Required task: Copy out the lines of the items from the line with "Target: gold hoop earring" to the line with "x=146 y=485", both included, without changing anything.

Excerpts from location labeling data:
>>

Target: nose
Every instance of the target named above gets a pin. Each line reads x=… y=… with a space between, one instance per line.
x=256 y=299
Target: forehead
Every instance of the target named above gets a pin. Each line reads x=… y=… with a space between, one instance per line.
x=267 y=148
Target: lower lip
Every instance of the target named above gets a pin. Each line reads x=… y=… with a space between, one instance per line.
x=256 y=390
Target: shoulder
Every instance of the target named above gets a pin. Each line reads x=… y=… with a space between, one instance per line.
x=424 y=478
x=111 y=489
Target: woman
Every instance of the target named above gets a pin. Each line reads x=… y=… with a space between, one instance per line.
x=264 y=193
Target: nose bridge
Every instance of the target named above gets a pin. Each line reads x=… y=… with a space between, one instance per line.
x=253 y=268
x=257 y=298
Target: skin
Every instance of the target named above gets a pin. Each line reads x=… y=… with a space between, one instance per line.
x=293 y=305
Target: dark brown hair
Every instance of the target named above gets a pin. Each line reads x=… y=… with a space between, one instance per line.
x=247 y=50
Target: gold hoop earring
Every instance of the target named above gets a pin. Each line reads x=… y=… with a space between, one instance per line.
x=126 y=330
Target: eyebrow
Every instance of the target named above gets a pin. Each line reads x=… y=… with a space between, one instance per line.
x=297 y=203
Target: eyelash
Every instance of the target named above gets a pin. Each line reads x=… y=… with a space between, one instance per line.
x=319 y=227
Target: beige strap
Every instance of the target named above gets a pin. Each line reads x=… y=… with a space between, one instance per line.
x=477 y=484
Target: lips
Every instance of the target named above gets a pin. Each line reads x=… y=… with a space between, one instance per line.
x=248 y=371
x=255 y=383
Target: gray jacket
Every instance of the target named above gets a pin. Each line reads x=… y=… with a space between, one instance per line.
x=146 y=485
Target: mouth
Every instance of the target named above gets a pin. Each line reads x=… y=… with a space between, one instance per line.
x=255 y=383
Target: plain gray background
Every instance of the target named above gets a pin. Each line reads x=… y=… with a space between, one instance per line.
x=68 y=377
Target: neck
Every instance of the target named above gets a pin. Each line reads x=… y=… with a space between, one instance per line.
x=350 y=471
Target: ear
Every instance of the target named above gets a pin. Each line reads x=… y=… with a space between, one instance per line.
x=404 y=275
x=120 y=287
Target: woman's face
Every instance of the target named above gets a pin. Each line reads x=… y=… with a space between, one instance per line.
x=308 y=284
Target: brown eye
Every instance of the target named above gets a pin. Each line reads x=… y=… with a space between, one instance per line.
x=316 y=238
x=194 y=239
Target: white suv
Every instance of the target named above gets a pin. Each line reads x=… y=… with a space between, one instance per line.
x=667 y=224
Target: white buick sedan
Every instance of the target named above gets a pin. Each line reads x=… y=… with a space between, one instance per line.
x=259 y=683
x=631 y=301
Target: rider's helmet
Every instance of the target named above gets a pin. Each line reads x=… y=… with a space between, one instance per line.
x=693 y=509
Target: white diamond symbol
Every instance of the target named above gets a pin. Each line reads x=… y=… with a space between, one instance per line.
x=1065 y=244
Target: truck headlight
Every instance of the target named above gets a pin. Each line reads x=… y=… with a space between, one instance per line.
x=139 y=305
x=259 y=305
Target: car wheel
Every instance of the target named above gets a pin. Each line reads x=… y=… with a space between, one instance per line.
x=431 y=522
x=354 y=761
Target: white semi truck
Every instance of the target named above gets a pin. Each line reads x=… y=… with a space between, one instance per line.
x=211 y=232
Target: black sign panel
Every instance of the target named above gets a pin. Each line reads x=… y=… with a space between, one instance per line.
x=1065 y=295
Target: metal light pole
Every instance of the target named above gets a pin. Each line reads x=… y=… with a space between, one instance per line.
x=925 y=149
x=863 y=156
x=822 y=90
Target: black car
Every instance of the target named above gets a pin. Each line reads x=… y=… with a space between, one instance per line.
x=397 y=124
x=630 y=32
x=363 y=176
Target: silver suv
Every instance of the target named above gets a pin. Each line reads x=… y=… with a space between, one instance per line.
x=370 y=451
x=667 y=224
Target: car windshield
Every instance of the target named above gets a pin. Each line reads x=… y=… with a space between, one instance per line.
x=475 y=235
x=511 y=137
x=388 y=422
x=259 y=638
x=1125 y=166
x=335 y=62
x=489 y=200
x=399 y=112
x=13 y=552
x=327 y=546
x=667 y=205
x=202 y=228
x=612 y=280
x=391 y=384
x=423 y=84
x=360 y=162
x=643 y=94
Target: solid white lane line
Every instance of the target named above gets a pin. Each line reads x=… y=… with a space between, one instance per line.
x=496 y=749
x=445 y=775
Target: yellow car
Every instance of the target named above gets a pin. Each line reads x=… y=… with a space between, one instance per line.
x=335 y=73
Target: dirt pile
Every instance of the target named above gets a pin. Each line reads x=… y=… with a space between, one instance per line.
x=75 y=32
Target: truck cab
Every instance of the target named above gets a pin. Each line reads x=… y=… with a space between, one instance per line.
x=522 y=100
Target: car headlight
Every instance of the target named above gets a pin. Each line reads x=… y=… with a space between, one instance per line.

<<

Response:
Target: gold hoop earring
Every instance of the target named above gets a pin. Each line reads x=… y=… with a space between, one instance per line.
x=126 y=330
Target: eyebrow
Every instance of the target named above gets a pin. Each line reads x=… y=… with a space between, one instance per line.
x=297 y=203
Target: eyelash
Every instance of the target named above gets a pin. Each line reads x=… y=… with a space between, one instance per line.
x=319 y=227
Target: beige strap
Every instance of the target named above gets a pin. Each line reads x=… y=… with a space between, one instance per line.
x=477 y=484
Target: lips
Every instance of the target named above gets a pin. Each line reads x=… y=… with a space between, one instance per line.
x=248 y=371
x=255 y=383
Target: gray jacket
Every instance of the target named above gets a pin. Each line reads x=… y=… with a space between, one instance per line.
x=146 y=485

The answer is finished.